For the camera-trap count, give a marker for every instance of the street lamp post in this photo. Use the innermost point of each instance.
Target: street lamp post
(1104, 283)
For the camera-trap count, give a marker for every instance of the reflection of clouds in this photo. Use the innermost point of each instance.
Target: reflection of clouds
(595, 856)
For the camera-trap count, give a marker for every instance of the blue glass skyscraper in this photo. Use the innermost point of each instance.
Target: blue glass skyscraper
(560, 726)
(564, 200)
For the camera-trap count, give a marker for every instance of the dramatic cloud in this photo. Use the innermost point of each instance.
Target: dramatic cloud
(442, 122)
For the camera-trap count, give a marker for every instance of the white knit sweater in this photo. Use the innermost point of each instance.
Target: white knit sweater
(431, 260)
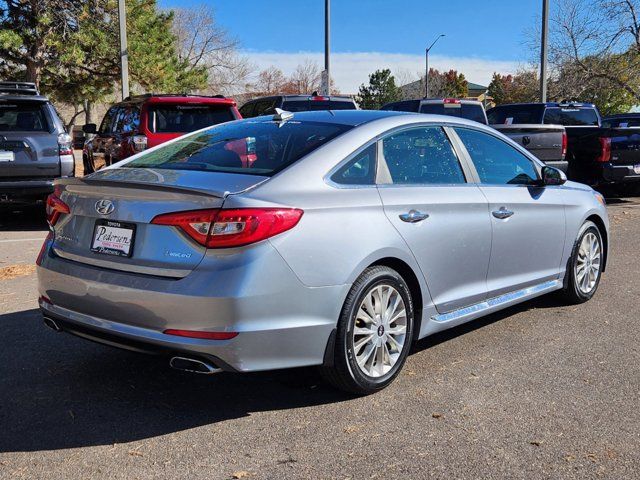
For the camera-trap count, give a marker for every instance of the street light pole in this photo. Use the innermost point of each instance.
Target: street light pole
(327, 29)
(124, 54)
(543, 51)
(426, 66)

**What the exercise asks**
The response should be the full material, repeated exactly, with images removed.

**Task solution**
For the camera-trap count, give a marker for every instance of the street lamp post in this photo. Use the innermost point of each instance.
Target: street lamp post
(1104, 283)
For the camera-trap count, give a marker for every instance of the reflection of clouds in this photo. Use the innermost point of each instance.
Target: reflection of clouds
(595, 856)
For the camera-trap count, give a marker for every instance of the blue glass skyscraper in this photo. Use the innermost point of each instance.
Target: blue glass skyscraper
(560, 726)
(564, 200)
For the camera-trap count, give a marker for every instance of the dramatic cloud in this photo. Use the innermost point of each instance.
Target: dramatic cloud
(442, 122)
For the camera-trap count, give a marker for every instance of the white knit sweater in this photo. Use the innermost point of each instance.
Target: white knit sweater
(431, 260)
For the camera-trap count, give a marker for every instance of the street light pole in this photo. Use the innermost point of each instance.
Target: street light pole
(327, 29)
(124, 54)
(543, 51)
(426, 66)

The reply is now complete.